## Consigna
Por favor, extrae del texto sobre el bombardeo en Járkov el fragmento que va desde "Tras el estruendo" hasta "a la familia.", sin alterar nada.
----- Texto proporcionado -----
Tras el estruendo de la primera explosión, Irina trató de impedir el impacto de los escombros, cubriendo el cuerpo de su hija. Era el 25 de mayo de 2024. Un misil ruso teledirigido alcanzó el supermercado donde estaban comprando en Járkov, una de las regiones más castigadas por los bombardeos rusos desde el inicio de la invasión.
“La segunda bomba cayó a los cinco minutos. Todo empezó a arder porque la mayoría de los productos de ese supermercado eran altamente inflamables. Nada pudo hacerse por ellas. Solo se salvó el padre”, lamenta la hermana Oleksia Pohranychna, quien conocía personalmente a la familia.
“La pequeña tenía un corazón enorme”, recuerda la religiosa ucraniana con un nudo en la garganta, en una conversación con ACI Prensa. Se llamaba María. Tenía doce años y desde los diez era voluntaria en la catedral greco-católica de San Nicolás en Járkov, al este de Ucrania y a pocos kilómetros de la frontera con Rusia.
“Cada jueves distribuimos comida, ropa y medicinas. María era voluntaria junto con su madre y su padre. Incluso les llevaron en alguna ocasión la comida a las casas de quienes no podían salir por los bombardeos”, asegura la Hna. Oleksia, que junto al P. Andriy Nasinnyk, director de Cáritas de Járkov, gestiona el reparto de ayuda humanitaria incluso en los lugares más inaccesibles y peligrosos: los que están más cerca de la frontera rusa.
La consagrada de la congregación de San José ha acompañado por segundo año consecutivo en Italia a un grupo de jóvenes ucranianos que durante tres semanas, del 8 de junio al 5 de julio, han podido olvidarse de la crueldad de la guerra.
----- Datos proporcionados -----
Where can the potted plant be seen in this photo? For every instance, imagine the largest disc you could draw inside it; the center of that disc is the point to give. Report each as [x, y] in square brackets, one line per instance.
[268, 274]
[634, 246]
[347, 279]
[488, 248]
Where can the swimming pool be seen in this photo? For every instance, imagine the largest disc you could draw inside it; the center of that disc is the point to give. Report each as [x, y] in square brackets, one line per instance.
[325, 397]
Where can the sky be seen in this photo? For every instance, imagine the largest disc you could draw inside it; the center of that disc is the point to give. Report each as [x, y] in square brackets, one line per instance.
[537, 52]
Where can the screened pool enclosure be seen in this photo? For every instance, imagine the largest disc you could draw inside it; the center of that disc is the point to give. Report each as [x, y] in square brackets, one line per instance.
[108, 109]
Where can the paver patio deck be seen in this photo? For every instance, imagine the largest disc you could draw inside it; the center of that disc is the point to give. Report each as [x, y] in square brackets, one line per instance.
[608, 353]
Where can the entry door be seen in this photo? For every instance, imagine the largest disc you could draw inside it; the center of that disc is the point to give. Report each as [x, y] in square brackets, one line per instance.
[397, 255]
-----
## Respuesta
Tras el estruendo de la primera explosión, Irina trató de impedir el impacto de los escombros, cubriendo el cuerpo de su hija. Era el 25 de mayo de 2024. Un misil ruso teledirigido alcanzó el supermercado donde estaban comprando en Járkov, una de las regiones más castigadas por los bombardeos rusos desde el inicio de la invasión.
“La segunda bomba cayó a los cinco minutos. Todo empezó a arder porque la mayoría de los productos de ese supermercado eran altamente inflamables. Nada pudo hacerse por ellas. Solo se salvó el padre”, lamenta la hermana Oleksia Pohranychna, quien conocía personalmente a la familia.